(ABOUT THIS TASK)
Repeat the records below exactly as they appear.

'''

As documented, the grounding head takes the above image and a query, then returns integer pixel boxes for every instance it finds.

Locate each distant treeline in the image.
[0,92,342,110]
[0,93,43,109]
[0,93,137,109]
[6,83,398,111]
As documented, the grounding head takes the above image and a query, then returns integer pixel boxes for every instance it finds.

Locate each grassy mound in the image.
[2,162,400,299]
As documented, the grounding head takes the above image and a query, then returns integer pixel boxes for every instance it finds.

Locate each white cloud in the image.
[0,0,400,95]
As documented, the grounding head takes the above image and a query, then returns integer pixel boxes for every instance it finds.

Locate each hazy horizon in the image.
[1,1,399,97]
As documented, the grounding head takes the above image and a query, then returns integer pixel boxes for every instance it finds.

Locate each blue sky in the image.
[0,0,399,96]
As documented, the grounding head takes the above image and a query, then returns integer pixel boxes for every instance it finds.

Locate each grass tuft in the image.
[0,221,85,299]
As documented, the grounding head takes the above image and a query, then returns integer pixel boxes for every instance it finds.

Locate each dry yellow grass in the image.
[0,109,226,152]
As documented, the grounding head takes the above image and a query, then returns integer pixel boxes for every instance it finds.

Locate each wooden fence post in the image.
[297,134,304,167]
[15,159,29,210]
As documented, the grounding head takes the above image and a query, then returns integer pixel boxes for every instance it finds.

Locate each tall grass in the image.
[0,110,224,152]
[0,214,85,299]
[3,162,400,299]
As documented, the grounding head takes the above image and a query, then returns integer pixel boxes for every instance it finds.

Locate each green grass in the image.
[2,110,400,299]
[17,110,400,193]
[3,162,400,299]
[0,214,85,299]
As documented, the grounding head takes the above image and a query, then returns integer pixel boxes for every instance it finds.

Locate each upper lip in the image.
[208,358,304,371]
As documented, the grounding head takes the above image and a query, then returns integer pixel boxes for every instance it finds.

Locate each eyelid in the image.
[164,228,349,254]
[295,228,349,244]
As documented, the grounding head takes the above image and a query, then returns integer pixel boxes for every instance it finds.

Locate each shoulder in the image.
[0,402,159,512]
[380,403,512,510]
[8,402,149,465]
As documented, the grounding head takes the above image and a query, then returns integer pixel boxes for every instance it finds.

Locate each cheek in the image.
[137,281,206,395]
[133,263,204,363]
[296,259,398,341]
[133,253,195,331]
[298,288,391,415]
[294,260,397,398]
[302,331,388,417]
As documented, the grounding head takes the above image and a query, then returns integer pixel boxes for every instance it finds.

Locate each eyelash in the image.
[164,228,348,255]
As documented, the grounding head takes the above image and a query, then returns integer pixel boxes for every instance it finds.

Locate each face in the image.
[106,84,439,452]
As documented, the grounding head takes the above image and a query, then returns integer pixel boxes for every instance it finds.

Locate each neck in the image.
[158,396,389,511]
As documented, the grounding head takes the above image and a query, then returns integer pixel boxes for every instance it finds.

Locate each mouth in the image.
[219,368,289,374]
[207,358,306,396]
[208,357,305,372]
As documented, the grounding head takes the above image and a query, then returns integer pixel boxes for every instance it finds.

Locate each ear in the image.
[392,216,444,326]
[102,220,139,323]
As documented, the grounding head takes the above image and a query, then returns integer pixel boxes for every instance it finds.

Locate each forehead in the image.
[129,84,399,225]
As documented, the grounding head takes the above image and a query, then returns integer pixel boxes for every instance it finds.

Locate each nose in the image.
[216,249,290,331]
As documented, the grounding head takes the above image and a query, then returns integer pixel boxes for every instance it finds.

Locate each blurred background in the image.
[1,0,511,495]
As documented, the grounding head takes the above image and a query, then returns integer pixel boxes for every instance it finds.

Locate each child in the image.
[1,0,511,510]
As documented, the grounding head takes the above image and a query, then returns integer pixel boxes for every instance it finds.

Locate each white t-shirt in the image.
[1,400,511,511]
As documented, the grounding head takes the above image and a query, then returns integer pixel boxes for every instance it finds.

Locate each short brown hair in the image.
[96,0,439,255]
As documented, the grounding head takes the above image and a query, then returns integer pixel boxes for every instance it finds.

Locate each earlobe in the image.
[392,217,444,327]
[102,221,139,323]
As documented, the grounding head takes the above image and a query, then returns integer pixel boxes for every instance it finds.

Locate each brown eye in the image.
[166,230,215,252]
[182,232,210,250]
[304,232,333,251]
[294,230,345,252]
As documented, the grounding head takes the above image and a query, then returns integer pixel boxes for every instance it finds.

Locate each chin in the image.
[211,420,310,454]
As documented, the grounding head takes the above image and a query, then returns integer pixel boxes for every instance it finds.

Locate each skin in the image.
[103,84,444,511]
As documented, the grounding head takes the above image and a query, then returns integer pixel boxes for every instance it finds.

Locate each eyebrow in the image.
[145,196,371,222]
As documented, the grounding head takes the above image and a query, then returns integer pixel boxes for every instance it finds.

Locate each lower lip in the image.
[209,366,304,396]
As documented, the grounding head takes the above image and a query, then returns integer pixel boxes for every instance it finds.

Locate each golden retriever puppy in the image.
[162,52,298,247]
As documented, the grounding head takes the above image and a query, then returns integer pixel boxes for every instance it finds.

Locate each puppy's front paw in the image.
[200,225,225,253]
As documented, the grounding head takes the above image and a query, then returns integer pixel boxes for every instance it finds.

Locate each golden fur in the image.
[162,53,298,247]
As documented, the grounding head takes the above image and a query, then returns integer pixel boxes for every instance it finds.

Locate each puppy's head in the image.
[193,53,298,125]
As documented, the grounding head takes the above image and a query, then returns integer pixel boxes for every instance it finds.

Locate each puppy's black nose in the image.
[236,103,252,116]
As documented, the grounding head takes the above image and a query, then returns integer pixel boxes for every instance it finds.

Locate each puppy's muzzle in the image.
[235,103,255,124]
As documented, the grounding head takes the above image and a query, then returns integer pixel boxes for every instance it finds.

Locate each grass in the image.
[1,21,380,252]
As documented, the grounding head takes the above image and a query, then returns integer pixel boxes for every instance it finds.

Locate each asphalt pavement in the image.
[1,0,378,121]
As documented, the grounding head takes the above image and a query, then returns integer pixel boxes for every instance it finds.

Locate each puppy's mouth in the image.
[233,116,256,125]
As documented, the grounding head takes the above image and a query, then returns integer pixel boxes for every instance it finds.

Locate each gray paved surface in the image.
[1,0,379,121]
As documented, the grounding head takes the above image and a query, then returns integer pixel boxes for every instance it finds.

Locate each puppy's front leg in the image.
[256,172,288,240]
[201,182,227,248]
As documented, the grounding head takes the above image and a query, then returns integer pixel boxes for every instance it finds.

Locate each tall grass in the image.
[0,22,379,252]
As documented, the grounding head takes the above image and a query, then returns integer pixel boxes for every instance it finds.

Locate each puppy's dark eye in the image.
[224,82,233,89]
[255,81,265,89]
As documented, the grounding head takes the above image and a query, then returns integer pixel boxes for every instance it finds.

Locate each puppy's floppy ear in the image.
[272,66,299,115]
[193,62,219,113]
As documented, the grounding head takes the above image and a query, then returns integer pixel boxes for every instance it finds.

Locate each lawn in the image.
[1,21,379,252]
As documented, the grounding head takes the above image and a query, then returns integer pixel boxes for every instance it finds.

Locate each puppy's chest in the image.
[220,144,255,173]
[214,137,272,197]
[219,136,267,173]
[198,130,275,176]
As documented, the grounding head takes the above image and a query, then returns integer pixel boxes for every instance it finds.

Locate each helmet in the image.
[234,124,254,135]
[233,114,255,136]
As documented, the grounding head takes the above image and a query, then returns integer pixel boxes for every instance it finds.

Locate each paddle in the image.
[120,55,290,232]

'''

(OUTPUT OF THE TASK)
As documented, the grounding head takes the above image and a query, then returns integer pixel boxes for every instance it finds.

Locate each distant treeline in the image.
[0,92,342,110]
[0,93,43,109]
[0,93,137,109]
[6,83,398,111]
As documented, the grounding head takes the above image and a query, then returns integer pixel boxes for every instance it finds.

Locate each grassy mound in the image.
[2,162,400,299]
As documented, the grounding head takes the above image and a query, then returns integer pixel boxes for every instance it finds.

Locate each white cloud in the image.
[0,0,400,95]
As documented, the grounding head takes the above image and a query, then returns integer pixel boxes for every instance it finds.

Locate each hazy horizon in the image.
[1,1,399,97]
As documented, the grounding head takes the above image and a query, then returns integer pixel boxes for every instance it finds.

Locate each blue sky in the image.
[0,0,399,96]
As documented, the grounding head takes the above image and a query, then returns integer pixel boxes for every instance it finds.

Locate each grass tuft in the image.
[0,221,85,299]
As documented, the grounding head takes the above image and a query, then returns integer pixel boxes for every instance it finds.

Locate each dry yellow grass in the image.
[0,109,226,152]
As documented, the grounding head takes the above image and a query, then returns integer pixel boxes for every instance it finds.

Locate each wooden fence post in the image.
[297,134,304,167]
[15,159,29,210]
As documented, the grounding head takes the above image and a query, then returns integer pixel boxes for every instance it finds.

Locate each tall grass in the image.
[0,110,224,152]
[0,214,85,299]
[3,162,400,299]
As documented, the grounding head takes the above image and a query, then returns integer pixel boxes for every instance it finds.

Locate each green grass in the image.
[2,110,400,299]
[17,110,400,193]
[3,162,400,299]
[0,214,85,299]
As documented, the grounding head takes the above image and a query, then returns integer pixel boxes for every instance it finds.

Locate each upper lip in the image.
[208,358,304,371]
As documented, the grounding head takes the above image and a query, then returns integer pixel boxes for every instance it finds.

Locate each eyelid in the image.
[164,228,349,254]
[295,228,349,244]
As documented, the grounding head takes the above image and a query, then returns integer pixel boxes for every instance it finds.

Locate each shoulder in the image.
[0,402,159,512]
[380,403,512,510]
[8,402,149,465]
As documented, the grounding head takes the above image and a query, then returns integer pixel boxes for every instance it finds.

Locate each cheek in the image.
[137,281,206,395]
[133,263,204,363]
[296,259,398,341]
[133,253,195,331]
[298,288,391,415]
[294,260,397,398]
[302,331,388,417]
As documented, the grounding head takes the above image and a query, then returns integer pixel boxes for every instance it finds.

Locate each eyelash in the image.
[164,228,348,255]
As documented, the grounding head takes the above image and a query, then returns integer pixel boxes for every instance it finds.

Locate each face in the image.
[106,84,439,452]
As documented, the grounding head takes the above image and a query, then returns integer pixel boxes for every instance it finds.

Locate each neck in the image.
[158,396,389,511]
As documented, the grounding head takes the above image and a query, then returns integer pixel boxes for every instance it finds.

Locate each mouth in the image.
[219,368,289,374]
[207,358,306,396]
[208,357,305,372]
As documented, the grounding head takes the above image and a query, then returns integer pixel boxes for every instance it finds.

Locate each ear in the image.
[392,216,444,326]
[102,220,139,323]
As documented, the grounding head takes the above image and a query, then returns integer pixel boxes for every instance it finds.

Locate each forehead in the image.
[129,84,399,225]
As documented, the grounding head takes the above image and a query, then returns integer pixel boxes for every instance it finds.

Locate each nose in the image.
[216,249,290,331]
As documented, the grounding head takes the above image and a query, then returns integer pixel boxes for every instance it finds.

Locate each blurred background in the image.
[1,0,511,495]
As documented, the grounding head takes the above image and a query, then returns integer pixel boxes for every instance it finds.

Locate each child in the image.
[1,0,511,510]
As documented, the grounding head takes the above image and a query, then returns integer pixel boxes for every instance it finds.

Locate each white t-shirt in the image.
[1,400,511,511]
As documented, the grounding head takes the above image and a query, then returns integer pixel boxes for every instance it finds.

Locate each short brown hair in the image.
[96,0,439,255]
As documented, the grounding head takes the above image and a query, then returns integer pixel boxes for every instance it finds.

Locate each earlobe in the image.
[392,217,444,327]
[102,221,139,323]
As documented, the grounding head takes the above image and a query, then returns integer pixel boxes for every instance it finds.

Locate each brown eye in the image.
[166,230,215,252]
[182,232,210,250]
[304,232,333,251]
[294,230,345,252]
As documented, the grounding head takes the above image and a query, then returns integer pixel boxes for every instance it finds.

Locate each chin in the image.
[211,420,310,454]
As documented, the grounding head takes the above image and a query, then returns integer pixel boxes for every instance it finds.

Locate each skin in the image.
[103,84,444,511]
As documented, the grounding head takes the above image and a query, then returns integer pixel boxes for every instance it finds.

Locate each eyebrow in the image.
[145,196,371,222]
As documented, the grounding head takes the above image and a query, then returns integer pixel boxes for every instance it finds.

Locate each lower lip in the image.
[209,366,304,396]
As documented, the grounding head takes the above image and a query, then returns integer pixel boxes for every instance it finds.

Locate each golden retriever puppy in the image.
[162,52,298,247]
As documented, the grounding head takes the above image and a query, then returns integer pixel boxes for every instance it finds.

Locate each puppy's front paw in the image.
[200,225,225,253]
As documented, the grounding head takes the above image and a query, then returns integer pixel boxes for every instance it finds.

Locate each golden fur in the image.
[162,53,298,247]
As documented, the grounding head takes the above image and a query, then returns integer pixel boxes for every instance it finds.

Locate each puppy's head in the image.
[193,53,298,125]
As documented, the grounding head takes the above image and a query, then returns integer pixel boxes for every instance it finds.

Locate each puppy's black nose in the image.
[236,103,252,116]
As documented, the grounding head takes the above image and a query, then returns integer pixel boxes for every instance it finds.

Locate each puppy's muzzle in the image.
[235,103,255,124]
As documented, the grounding head takes the above image and a query, then returns integer pixel boxes for every instance it finds.

Locate each grass in the image.
[1,21,380,252]
As documented, the grounding head takes the above image and a query, then returns integer pixel boxes for every instance it finds.

Locate each asphalt pavement in the image.
[1,0,378,121]
As documented, the grounding head takes the above image and a query, then returns integer pixel boxes for every instance it finds.

Locate each puppy's mouth in the image.
[233,116,256,125]
As documented, the grounding head takes the above image and a query, then returns integer pixel boxes for every instance it finds.

Locate each gray paved surface in the image.
[1,0,379,121]
As documented, the grounding head takes the above image and a query, then returns integer pixel boxes for every instance it finds.

Locate each puppy's front leg in the image.
[256,172,288,240]
[201,182,227,248]
As documented, the grounding head takes the above image and a query, then returns integer pixel boxes for every instance it finds.

Locate each tall grass in the image.
[0,22,379,252]
As documented, the grounding head takes the above image and a query, then returns integer pixel boxes for every instance it finds.

Locate each puppy's dark eye in the image.
[224,82,233,89]
[255,81,265,89]
As documented, the grounding head takes the above image and a query, then returns integer pixel boxes for every instance it finds.

Locate each puppy's floppy ear in the image.
[272,66,299,115]
[193,62,219,113]
As documented, the grounding head takes the above image and a query, then returns integer pixel boxes for every instance it finds.

Locate each lawn in the image.
[1,21,379,252]
As documented, the grounding head takes the above image and a query, then returns integer pixel boxes for every instance it finds.

Locate each puppy's chest in the image.
[220,144,255,173]
[214,137,272,197]
[219,136,267,173]
[198,130,275,176]
As documented, the grounding head takes the above image and a query, then returns integer pixel boxes for every instance it finds.

Locate each helmet in the image.
[234,124,254,135]
[233,114,255,136]
As documented, the grounding head takes the above image and a query, then returns integer pixel boxes for every instance it finds.

Locate each paddle in the image.
[120,55,290,232]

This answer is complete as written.